• Task prompt
In the data, extract each line that holds the string "roof".
##### Task data
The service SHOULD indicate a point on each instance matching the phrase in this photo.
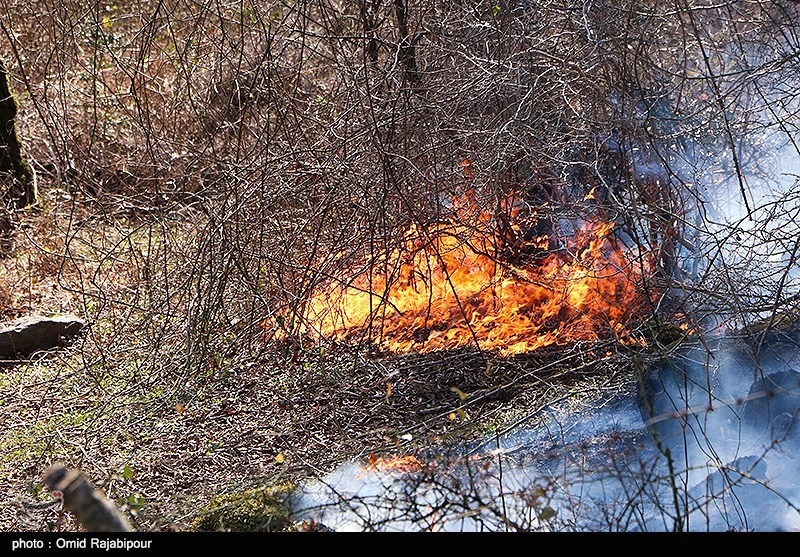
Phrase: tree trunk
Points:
(15, 173)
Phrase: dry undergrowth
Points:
(119, 405)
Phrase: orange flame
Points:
(447, 287)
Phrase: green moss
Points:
(13, 166)
(257, 510)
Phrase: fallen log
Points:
(93, 510)
(28, 335)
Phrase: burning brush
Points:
(489, 282)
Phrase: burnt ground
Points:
(163, 456)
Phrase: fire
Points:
(448, 286)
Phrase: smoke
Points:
(711, 445)
(708, 440)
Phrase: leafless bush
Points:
(211, 164)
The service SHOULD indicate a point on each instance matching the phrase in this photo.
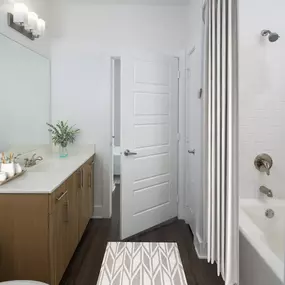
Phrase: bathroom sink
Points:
(41, 167)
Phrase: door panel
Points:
(149, 129)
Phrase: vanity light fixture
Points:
(25, 22)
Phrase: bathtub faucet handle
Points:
(266, 191)
(263, 163)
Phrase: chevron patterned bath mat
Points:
(142, 264)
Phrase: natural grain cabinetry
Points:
(40, 232)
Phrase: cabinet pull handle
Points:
(66, 205)
(61, 196)
(79, 180)
(90, 180)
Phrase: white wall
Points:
(81, 68)
(42, 8)
(117, 103)
(192, 202)
(261, 95)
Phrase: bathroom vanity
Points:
(43, 215)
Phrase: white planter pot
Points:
(18, 168)
(3, 176)
(9, 168)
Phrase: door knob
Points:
(127, 152)
(192, 151)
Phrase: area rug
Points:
(142, 264)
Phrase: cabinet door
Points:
(59, 224)
(72, 218)
(91, 186)
(82, 198)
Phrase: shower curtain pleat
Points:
(214, 112)
(221, 151)
(209, 136)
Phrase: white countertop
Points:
(50, 173)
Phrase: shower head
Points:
(272, 37)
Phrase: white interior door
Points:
(149, 112)
(193, 141)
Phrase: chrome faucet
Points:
(263, 163)
(266, 191)
(33, 160)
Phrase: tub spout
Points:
(266, 191)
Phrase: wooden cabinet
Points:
(86, 194)
(40, 232)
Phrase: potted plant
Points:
(62, 135)
(8, 165)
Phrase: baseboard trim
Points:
(151, 229)
(200, 247)
(98, 212)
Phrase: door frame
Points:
(181, 145)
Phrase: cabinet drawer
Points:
(57, 196)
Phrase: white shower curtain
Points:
(221, 138)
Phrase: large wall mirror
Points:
(24, 96)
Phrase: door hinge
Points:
(200, 93)
(178, 137)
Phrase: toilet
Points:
(22, 282)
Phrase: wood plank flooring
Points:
(86, 263)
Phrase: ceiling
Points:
(143, 2)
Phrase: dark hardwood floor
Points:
(86, 263)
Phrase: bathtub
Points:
(262, 242)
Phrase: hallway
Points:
(86, 263)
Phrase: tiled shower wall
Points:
(262, 96)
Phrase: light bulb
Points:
(20, 13)
(32, 21)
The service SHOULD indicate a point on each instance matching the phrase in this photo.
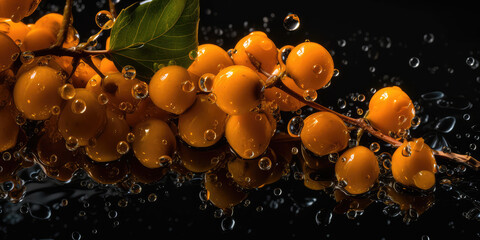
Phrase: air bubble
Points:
(104, 20)
(291, 22)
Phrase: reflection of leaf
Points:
(154, 32)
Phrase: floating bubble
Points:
(104, 19)
(291, 22)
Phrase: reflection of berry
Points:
(414, 165)
(357, 168)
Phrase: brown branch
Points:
(358, 122)
(67, 20)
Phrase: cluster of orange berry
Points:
(219, 116)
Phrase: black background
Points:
(456, 28)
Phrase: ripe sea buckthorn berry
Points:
(18, 9)
(8, 48)
(36, 92)
(17, 31)
(358, 169)
(118, 89)
(324, 133)
(237, 89)
(252, 173)
(310, 65)
(82, 118)
(203, 124)
(248, 134)
(391, 111)
(145, 110)
(210, 59)
(172, 90)
(84, 72)
(105, 148)
(284, 101)
(154, 143)
(414, 165)
(260, 47)
(8, 128)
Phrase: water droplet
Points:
(67, 91)
(310, 95)
(140, 90)
(188, 86)
(374, 147)
(104, 19)
(122, 147)
(291, 22)
(265, 164)
(206, 82)
(78, 106)
(446, 124)
(27, 57)
(71, 143)
(295, 126)
(429, 37)
(129, 72)
(414, 62)
(210, 135)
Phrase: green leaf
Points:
(155, 32)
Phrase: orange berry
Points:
(358, 169)
(414, 165)
(391, 111)
(260, 47)
(284, 101)
(310, 65)
(319, 125)
(203, 124)
(210, 59)
(237, 89)
(82, 118)
(154, 143)
(172, 90)
(248, 134)
(36, 92)
(105, 147)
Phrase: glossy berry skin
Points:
(238, 89)
(248, 134)
(260, 47)
(105, 147)
(358, 168)
(85, 124)
(210, 59)
(391, 110)
(168, 92)
(153, 140)
(36, 92)
(17, 9)
(7, 49)
(284, 101)
(310, 65)
(324, 133)
(414, 165)
(203, 124)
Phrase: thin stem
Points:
(67, 20)
(358, 122)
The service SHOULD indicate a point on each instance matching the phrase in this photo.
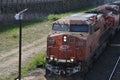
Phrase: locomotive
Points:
(77, 40)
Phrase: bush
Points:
(36, 61)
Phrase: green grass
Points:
(35, 62)
(32, 31)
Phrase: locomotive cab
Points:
(70, 44)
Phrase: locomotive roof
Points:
(80, 18)
(99, 11)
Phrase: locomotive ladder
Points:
(113, 71)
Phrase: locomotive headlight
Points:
(65, 38)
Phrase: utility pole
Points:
(19, 17)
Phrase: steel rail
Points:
(113, 71)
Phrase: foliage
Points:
(36, 61)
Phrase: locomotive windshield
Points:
(60, 27)
(79, 28)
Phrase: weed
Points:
(36, 61)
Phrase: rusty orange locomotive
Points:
(77, 40)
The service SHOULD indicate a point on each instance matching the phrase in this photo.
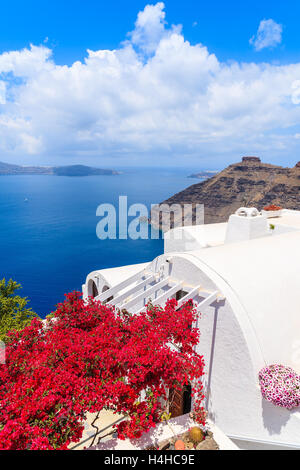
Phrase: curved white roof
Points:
(264, 274)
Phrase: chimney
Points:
(246, 224)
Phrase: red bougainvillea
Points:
(91, 357)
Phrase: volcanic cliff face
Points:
(248, 183)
##########
• Answer box
Phrase: locomotive roof
Phrase: curved white roof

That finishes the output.